* begin *
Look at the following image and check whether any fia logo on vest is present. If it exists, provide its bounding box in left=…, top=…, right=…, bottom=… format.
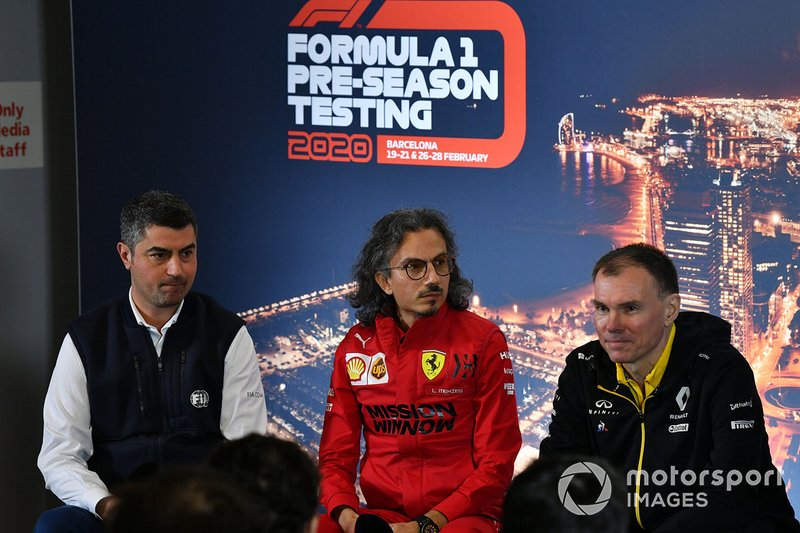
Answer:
left=189, top=389, right=208, bottom=409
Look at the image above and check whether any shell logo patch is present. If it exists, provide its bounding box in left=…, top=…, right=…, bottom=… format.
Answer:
left=422, top=350, right=445, bottom=379
left=369, top=356, right=386, bottom=379
left=344, top=352, right=389, bottom=386
left=347, top=357, right=367, bottom=381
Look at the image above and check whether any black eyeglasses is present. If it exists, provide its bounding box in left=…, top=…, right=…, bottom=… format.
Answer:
left=383, top=254, right=456, bottom=281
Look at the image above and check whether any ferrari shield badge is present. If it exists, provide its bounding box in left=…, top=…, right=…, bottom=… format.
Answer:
left=422, top=350, right=445, bottom=379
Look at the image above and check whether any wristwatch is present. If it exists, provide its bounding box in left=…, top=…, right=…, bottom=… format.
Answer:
left=414, top=515, right=439, bottom=533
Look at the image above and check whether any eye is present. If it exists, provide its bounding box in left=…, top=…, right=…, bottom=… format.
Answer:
left=405, top=259, right=425, bottom=276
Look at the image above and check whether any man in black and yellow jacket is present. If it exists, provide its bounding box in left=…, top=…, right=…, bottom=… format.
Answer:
left=541, top=244, right=800, bottom=533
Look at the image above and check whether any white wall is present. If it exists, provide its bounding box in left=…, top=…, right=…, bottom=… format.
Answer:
left=0, top=0, right=78, bottom=532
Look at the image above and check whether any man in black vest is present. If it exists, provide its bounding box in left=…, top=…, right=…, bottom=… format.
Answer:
left=35, top=191, right=267, bottom=532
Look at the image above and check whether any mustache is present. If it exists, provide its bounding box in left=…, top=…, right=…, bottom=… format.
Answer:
left=417, top=283, right=444, bottom=298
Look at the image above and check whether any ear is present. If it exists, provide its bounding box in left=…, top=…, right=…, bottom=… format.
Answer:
left=375, top=272, right=392, bottom=296
left=664, top=292, right=681, bottom=327
left=117, top=242, right=133, bottom=270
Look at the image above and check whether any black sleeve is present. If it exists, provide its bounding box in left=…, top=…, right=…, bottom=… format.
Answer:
left=539, top=352, right=592, bottom=457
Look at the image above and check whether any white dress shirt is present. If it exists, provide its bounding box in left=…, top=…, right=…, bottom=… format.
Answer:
left=37, top=292, right=267, bottom=513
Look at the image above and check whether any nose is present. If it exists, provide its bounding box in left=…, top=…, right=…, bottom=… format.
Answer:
left=606, top=310, right=622, bottom=331
left=424, top=260, right=442, bottom=283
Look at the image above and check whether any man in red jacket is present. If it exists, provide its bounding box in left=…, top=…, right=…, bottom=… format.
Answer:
left=319, top=209, right=521, bottom=533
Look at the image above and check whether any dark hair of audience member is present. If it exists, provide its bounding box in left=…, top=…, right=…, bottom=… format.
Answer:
left=105, top=465, right=268, bottom=533
left=207, top=434, right=319, bottom=533
left=503, top=455, right=629, bottom=533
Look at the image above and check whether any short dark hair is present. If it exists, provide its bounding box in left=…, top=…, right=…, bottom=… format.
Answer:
left=207, top=433, right=319, bottom=533
left=348, top=208, right=472, bottom=326
left=503, top=454, right=629, bottom=533
left=119, top=191, right=197, bottom=251
left=592, top=242, right=678, bottom=298
left=106, top=465, right=269, bottom=533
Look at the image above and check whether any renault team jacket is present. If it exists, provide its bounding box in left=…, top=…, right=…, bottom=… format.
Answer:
left=540, top=312, right=800, bottom=532
left=319, top=303, right=521, bottom=520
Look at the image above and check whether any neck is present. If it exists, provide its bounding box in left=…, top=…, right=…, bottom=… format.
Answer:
left=133, top=298, right=178, bottom=331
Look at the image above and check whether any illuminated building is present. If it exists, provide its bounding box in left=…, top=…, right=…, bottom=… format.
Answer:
left=712, top=168, right=753, bottom=360
left=558, top=113, right=575, bottom=146
left=664, top=189, right=719, bottom=315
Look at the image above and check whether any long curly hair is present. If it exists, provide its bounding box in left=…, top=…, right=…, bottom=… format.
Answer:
left=348, top=208, right=472, bottom=326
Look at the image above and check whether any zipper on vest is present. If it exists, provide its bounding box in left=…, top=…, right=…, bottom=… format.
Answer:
left=133, top=355, right=144, bottom=416
left=177, top=350, right=186, bottom=416
left=597, top=385, right=649, bottom=529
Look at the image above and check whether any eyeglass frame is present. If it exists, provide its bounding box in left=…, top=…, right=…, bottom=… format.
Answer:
left=380, top=253, right=456, bottom=281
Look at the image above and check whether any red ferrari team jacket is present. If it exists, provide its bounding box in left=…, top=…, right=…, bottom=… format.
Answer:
left=319, top=304, right=521, bottom=520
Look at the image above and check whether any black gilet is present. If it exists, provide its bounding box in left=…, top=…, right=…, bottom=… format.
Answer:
left=68, top=292, right=244, bottom=486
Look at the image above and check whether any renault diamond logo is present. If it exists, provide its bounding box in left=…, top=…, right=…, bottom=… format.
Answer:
left=675, top=386, right=689, bottom=411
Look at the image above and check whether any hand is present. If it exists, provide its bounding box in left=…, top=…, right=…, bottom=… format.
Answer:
left=94, top=495, right=120, bottom=520
left=336, top=507, right=358, bottom=533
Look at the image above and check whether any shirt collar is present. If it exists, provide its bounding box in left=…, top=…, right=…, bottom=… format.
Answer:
left=128, top=287, right=184, bottom=333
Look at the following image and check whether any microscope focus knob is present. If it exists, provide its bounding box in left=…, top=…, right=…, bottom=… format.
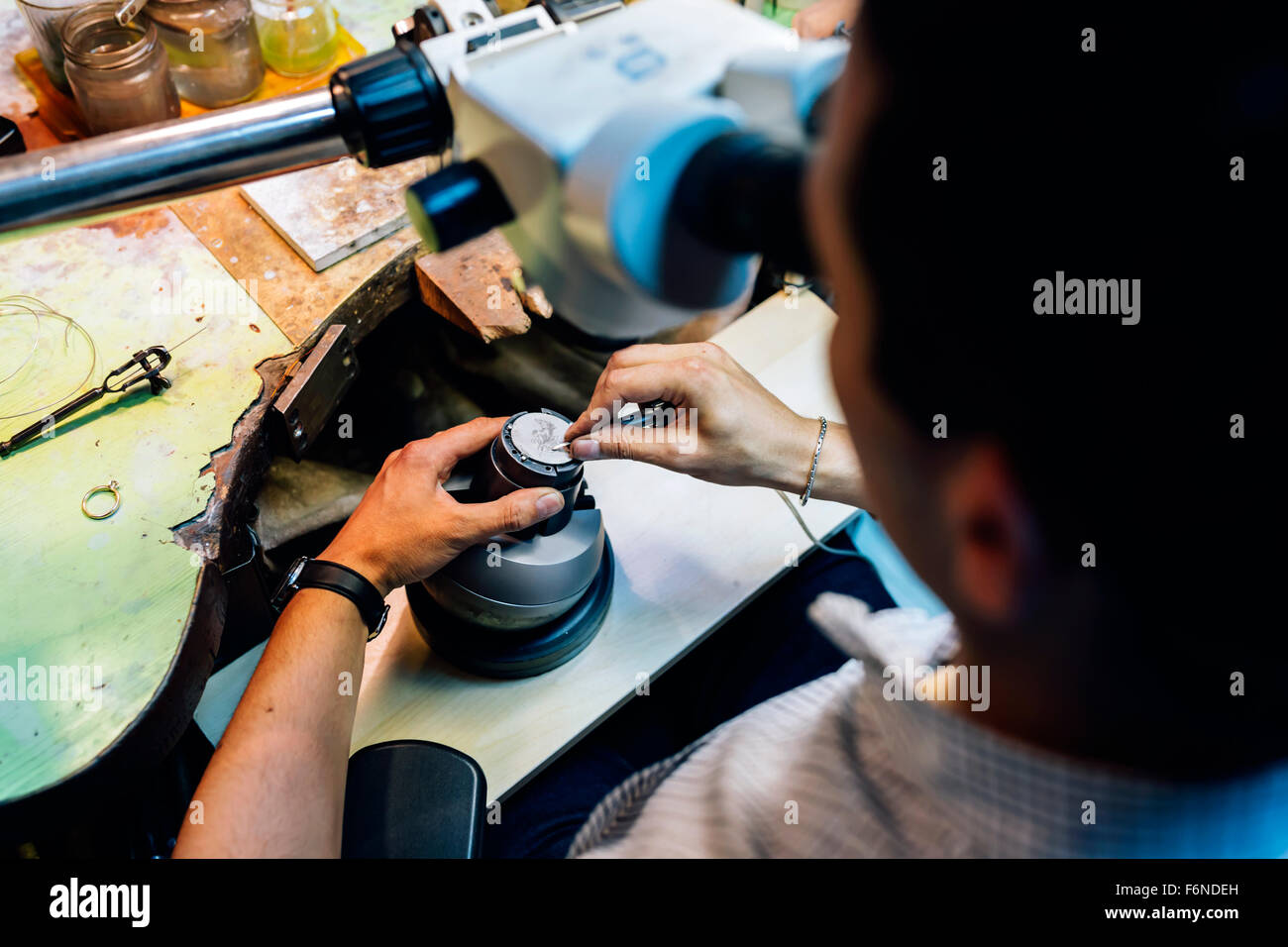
* end *
(Aim of the exercise) Gather each line of the records above that contains the word "following". Matches must agree in case.

(Solution below)
Look at the following image and check whether any fia logo on vest is present. If it exists, provide its bounding box in left=…, top=…, right=…, bottom=… format.
Look at the following image and check whether any microscope focus knob is present. If it exists, provide its bounding box in left=…, top=…, right=…, bottom=… format.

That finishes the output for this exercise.